(JOB): Please give the data below again in full, exactly as it stands.

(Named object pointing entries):
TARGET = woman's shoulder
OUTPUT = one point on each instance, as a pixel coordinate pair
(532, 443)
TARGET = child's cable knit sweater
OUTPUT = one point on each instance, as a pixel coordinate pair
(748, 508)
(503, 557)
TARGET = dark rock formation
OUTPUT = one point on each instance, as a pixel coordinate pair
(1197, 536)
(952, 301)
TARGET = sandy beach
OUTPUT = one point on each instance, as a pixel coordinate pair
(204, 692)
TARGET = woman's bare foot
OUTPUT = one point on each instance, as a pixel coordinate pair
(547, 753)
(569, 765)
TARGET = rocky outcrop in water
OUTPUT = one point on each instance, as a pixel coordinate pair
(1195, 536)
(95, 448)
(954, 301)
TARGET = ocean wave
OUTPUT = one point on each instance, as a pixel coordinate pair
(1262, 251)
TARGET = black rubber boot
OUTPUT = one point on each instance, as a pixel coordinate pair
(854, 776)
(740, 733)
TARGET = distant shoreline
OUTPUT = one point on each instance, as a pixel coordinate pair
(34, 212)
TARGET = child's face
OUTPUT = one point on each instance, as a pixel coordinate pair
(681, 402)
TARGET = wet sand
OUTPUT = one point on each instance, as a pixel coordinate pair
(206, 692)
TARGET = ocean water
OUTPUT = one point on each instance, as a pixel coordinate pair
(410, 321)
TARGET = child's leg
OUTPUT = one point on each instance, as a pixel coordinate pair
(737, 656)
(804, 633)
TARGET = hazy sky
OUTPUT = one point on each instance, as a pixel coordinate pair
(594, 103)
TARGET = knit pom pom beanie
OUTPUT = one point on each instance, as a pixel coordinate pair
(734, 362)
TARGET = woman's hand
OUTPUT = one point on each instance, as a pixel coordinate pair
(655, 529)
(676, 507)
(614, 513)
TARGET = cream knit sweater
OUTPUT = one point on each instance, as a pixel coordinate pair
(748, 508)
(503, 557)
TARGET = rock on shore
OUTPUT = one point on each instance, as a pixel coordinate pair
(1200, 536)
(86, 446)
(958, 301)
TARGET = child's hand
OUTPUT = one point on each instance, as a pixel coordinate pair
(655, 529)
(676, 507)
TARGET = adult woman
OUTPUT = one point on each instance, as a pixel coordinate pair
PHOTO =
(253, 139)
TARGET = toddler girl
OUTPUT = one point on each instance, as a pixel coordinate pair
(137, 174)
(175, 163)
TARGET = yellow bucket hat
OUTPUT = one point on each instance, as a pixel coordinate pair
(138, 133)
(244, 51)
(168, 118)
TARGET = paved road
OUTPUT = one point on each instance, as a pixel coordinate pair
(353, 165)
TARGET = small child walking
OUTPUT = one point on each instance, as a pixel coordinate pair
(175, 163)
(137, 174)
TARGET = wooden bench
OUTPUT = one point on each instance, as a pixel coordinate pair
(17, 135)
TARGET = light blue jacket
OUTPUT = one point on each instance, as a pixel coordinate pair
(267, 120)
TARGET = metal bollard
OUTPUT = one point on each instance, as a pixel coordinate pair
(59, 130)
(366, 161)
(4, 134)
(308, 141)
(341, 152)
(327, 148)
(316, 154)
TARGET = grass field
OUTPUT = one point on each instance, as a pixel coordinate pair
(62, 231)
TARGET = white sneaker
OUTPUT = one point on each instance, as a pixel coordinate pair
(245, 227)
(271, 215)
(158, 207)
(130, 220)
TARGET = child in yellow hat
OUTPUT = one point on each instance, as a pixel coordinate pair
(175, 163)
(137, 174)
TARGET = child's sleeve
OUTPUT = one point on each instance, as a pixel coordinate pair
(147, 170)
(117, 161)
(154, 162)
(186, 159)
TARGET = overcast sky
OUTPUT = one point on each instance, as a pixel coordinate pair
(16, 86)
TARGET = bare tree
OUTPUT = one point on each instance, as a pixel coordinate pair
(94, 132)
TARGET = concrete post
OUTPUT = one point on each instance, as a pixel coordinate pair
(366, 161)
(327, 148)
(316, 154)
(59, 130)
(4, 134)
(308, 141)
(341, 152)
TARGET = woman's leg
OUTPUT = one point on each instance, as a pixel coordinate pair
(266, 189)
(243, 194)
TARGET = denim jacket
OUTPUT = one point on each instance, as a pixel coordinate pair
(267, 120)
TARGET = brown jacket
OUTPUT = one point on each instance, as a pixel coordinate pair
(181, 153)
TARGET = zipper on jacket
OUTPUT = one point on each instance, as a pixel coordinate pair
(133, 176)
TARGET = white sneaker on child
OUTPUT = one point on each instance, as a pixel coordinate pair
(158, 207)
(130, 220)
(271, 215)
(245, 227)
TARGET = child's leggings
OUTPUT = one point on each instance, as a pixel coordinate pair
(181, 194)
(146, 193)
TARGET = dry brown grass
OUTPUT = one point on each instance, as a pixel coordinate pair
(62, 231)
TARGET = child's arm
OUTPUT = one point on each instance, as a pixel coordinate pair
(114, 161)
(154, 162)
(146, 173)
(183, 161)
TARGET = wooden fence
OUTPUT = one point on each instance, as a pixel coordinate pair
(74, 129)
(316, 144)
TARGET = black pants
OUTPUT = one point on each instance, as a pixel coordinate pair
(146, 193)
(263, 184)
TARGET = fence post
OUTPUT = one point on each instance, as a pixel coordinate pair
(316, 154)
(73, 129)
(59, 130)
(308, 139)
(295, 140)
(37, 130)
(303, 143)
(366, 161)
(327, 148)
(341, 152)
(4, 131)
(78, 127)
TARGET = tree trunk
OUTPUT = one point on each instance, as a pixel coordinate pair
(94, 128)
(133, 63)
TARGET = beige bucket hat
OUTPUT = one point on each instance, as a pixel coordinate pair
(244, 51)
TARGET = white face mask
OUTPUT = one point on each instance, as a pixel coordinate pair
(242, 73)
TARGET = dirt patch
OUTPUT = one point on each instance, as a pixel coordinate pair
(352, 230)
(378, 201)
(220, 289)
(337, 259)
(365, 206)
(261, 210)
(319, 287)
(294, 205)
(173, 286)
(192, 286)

(TASK ANSWER):
TARGET = woman's shoulder
OUTPUT = one point on each instance, as a pixel coordinate pair
(532, 443)
TARGET = child's cable knit sweater
OUTPUT = one point on each instance, as a pixel coordinate pair
(748, 508)
(503, 557)
TARGET = dark rock formation
OUTPUT = one point on each instance, as a pixel coordinate pair
(1197, 536)
(952, 301)
TARGET = sandy beach
OUTPUT = one point on each instance, as a pixel coordinate pair
(204, 692)
TARGET = woman's bare foot
OUTPUT = one point on each instance, as a pixel coordinate pair
(547, 753)
(569, 765)
TARGET = rocky outcrop in water
OUTPUT = one point on each instance, as a pixel coordinate pair
(1195, 536)
(95, 448)
(954, 301)
TARGET = ocean wave
OUTPUT = one point on each instance, as a pixel coordinate pair
(1262, 251)
TARGET = black rubber boot
OUTPUT = one point on each instance, as a pixel coordinate pair
(854, 776)
(740, 733)
TARGET = distant shoreline
OUTPUT = one point on each instance, as a pixel coordinate pair
(34, 212)
TARGET = child's face
OUTPUT = one point on each instance, as a pixel coordinate pair
(681, 402)
TARGET = wet sand
OUTPUT = one point on each instance, as a pixel coordinate pair
(206, 692)
TARGET = ocean water
OUTPUT = one point on each instance, as a pixel coordinate pair
(410, 321)
TARGET = child's leg
OUTPUT = one point on each instance, as a pixel coordinate pair
(737, 656)
(804, 633)
TARGET = hazy sky
OUTPUT = one point on each instance, as a pixel coordinate pair
(594, 103)
TARGET = knit pom pom beanie
OUTPUT = one point on each instance, as a pixel coordinate pair
(734, 362)
TARGET = woman's hand
OUTPUT = one point on each instance, as a pixel coordinate pair
(655, 529)
(676, 507)
(614, 513)
TARGET = cream knit sweater
OUTPUT = one point on each instance, as a pixel coordinate pair
(748, 508)
(503, 557)
TARGET = rock on shore
OUTPUT = one point on each instance, as a pixel coordinate pair
(1200, 536)
(86, 446)
(958, 301)
TARGET = child's hand
OUTPUT = one point on each instance, as a pixel coordinate pair
(655, 529)
(676, 507)
TARGET = adult woman
OUTPUT = one point on each instance, as a pixel coordinate pair
PHOTO =
(253, 139)
TARGET = toddler girl
OUTPUT = one point on each instance, as a pixel coordinate pair
(137, 174)
(175, 163)
TARGET = yellow bucket hat
OUTPUT = one point on each instance, as a pixel coordinate pair
(138, 133)
(244, 51)
(168, 118)
TARGET = paved road
OUTPUT = one point on each instance, as a pixel coordinate pair
(353, 165)
TARGET = small child walking
OUTPUT = one point on each instance, as a pixel coordinate pair
(175, 163)
(137, 174)
TARGET = wooden bench
OUTPUT = one point on each instance, as a pixel coordinate pair
(17, 135)
TARGET = light blue jacket
OUTPUT = one point on each instance, as a pixel coordinate pair
(267, 120)
TARGET = metal bollard
OUTPUT = one point on each instance, as a pixel coordinate pair
(59, 130)
(366, 161)
(4, 134)
(308, 141)
(341, 152)
(327, 148)
(316, 154)
TARGET = grass field
OUTPUT = one point on each instance, as a pixel coordinate pair
(62, 231)
TARGET = white sneaker
OUTPUT = one point on each instance, as a pixel coordinate pair
(245, 227)
(271, 215)
(158, 207)
(130, 220)
TARGET = child in yellow hat
OUTPUT = one point on each instance, as a pixel coordinate pair
(175, 163)
(137, 174)
TARGET = child's sleeve
OUTPUT = one point on each instance, as a pixel coordinate pair
(147, 170)
(117, 161)
(154, 162)
(186, 159)
TARGET = overcast sky
OUTPUT = one point on each instance, as a pixel coordinate pair
(16, 86)
TARGET = bare tree
OUTPUT = one point on each instance, as a pixel coordinate pair
(94, 132)
TARGET = concrete post
OUTPUT = one point on each instance, as a pixel coordinate pair
(366, 161)
(327, 148)
(316, 154)
(59, 130)
(4, 134)
(308, 141)
(341, 152)
TARGET = woman's leg
OUTPUT = one point on each instance, as a pixel coordinate pair
(266, 189)
(243, 194)
TARGET = denim jacket
OUTPUT = one point on each instance, as a pixel coordinate pair
(267, 120)
TARGET = brown jacket
OUTPUT = one point on each instance, as a pixel coordinate pair
(181, 153)
TARGET = zipper on jacket
OUTPUT = one point on each instance, as a pixel coordinate pair
(133, 176)
TARGET = white sneaker on child
OUTPUT = one point on each instance, as a pixel coordinate pair
(158, 207)
(130, 220)
(271, 215)
(245, 227)
TARGET = child's leggings
OUTPUT = one point on each instance, as a pixel coordinate pair
(181, 194)
(146, 193)
TARGET = dry brown grass
OUTPUT = one point on each instance, as a pixel coordinate pair
(62, 231)
TARGET = child's arm
OUTPUT = one point on each instance, as a pixel coordinate pair
(114, 161)
(154, 162)
(146, 173)
(183, 161)
TARGET = wooden fence
OUTPUT = one point on each instance, as a pixel coordinate pair
(74, 129)
(316, 144)
TARGET = black pants
OUTPUT = one point on each instance, as a pixel coordinate pair
(146, 193)
(263, 184)
TARGET = fence post
OUTPUT = one point on each instance, as a pixel coordinate pair
(316, 154)
(73, 129)
(59, 130)
(308, 139)
(295, 140)
(37, 130)
(303, 143)
(366, 161)
(327, 148)
(341, 152)
(4, 131)
(78, 127)
TARGET = tree trunk
OUTPUT = one point on each instance, as a pixel coordinate pair
(94, 128)
(133, 63)
TARGET = beige bucket hat
OUTPUT = one point on each instance, as a pixel coordinate pair
(244, 51)
TARGET = white face mask
OUTPUT = one point on each instance, as a pixel coordinate pair
(242, 73)
TARGET = dirt patch
OUTPUT = one point on each instance, as a pixel coordinate pair
(352, 230)
(378, 201)
(220, 289)
(337, 259)
(365, 206)
(261, 210)
(319, 287)
(294, 205)
(173, 286)
(192, 286)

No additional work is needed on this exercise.